» **PROBLEM REQUIREMENTS**
Look for "blurred" in each line of the entries, and return the matching lines.

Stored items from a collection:
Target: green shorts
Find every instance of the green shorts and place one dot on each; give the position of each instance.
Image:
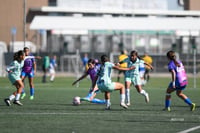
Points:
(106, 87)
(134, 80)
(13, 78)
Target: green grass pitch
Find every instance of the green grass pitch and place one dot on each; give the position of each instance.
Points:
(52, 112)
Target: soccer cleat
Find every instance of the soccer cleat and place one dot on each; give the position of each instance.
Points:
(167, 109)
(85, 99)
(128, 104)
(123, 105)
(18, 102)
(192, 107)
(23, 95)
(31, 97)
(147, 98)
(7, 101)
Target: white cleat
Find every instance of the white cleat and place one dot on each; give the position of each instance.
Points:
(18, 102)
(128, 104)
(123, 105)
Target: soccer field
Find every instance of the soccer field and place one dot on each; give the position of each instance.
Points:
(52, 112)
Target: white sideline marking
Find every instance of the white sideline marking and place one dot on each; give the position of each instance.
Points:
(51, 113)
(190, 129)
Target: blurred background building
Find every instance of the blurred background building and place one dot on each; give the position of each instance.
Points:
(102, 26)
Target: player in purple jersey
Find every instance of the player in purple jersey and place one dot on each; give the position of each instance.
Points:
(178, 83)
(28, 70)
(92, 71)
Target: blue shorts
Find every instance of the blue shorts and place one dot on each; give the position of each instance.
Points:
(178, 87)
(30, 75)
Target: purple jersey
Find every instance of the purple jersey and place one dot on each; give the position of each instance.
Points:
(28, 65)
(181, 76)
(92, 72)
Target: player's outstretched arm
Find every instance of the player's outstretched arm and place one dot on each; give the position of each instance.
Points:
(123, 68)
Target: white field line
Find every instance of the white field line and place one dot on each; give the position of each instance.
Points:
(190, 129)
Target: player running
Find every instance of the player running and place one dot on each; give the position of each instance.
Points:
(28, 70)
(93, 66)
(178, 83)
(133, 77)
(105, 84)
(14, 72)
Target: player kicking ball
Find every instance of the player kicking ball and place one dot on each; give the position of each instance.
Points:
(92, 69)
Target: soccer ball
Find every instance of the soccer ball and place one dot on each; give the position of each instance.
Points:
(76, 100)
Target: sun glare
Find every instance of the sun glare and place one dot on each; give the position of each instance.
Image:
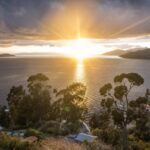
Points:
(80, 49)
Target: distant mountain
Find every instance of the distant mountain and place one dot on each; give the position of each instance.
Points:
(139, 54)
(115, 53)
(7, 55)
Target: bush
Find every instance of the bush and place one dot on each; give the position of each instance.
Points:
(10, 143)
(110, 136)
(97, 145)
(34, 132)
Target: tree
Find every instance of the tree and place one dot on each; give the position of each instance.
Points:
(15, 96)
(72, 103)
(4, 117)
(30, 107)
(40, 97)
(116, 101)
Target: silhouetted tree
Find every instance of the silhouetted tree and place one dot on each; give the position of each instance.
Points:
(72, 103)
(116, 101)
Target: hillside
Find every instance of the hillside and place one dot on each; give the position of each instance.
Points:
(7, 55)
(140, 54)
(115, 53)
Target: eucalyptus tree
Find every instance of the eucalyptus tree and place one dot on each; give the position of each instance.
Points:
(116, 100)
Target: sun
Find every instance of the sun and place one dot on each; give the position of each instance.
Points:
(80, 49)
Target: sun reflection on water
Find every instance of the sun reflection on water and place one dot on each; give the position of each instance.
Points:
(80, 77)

==

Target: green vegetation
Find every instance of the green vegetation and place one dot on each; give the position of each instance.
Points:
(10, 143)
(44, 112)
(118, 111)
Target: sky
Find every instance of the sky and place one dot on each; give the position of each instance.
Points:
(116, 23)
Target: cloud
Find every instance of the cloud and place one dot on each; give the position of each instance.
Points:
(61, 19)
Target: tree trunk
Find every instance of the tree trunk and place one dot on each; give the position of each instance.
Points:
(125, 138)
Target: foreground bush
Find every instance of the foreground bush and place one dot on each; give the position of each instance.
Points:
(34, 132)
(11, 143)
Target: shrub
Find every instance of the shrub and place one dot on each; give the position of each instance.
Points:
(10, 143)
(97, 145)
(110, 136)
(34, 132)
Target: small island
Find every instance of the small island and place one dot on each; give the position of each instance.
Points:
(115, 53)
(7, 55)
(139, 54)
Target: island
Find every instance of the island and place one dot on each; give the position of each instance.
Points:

---

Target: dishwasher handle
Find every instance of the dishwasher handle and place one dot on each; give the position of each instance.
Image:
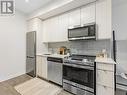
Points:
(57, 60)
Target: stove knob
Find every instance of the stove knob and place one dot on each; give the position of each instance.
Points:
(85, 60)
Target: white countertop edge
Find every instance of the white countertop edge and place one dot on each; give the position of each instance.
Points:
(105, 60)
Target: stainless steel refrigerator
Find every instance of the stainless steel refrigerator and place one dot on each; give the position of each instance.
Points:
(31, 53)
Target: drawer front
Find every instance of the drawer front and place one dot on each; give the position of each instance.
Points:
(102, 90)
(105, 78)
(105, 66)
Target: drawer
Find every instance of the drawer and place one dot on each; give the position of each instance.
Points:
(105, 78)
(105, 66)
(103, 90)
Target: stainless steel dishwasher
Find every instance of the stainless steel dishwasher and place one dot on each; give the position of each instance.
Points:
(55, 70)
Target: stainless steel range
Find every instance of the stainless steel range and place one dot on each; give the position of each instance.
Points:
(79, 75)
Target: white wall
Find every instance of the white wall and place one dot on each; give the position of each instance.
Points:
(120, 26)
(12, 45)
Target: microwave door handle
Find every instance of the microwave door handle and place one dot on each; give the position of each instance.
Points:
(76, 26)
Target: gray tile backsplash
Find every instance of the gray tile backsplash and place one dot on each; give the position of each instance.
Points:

» **WRITTEN ANSWER**
Target: blurred background building
Find every instance of the blurred background building and place one dot on each; give the position of each instance.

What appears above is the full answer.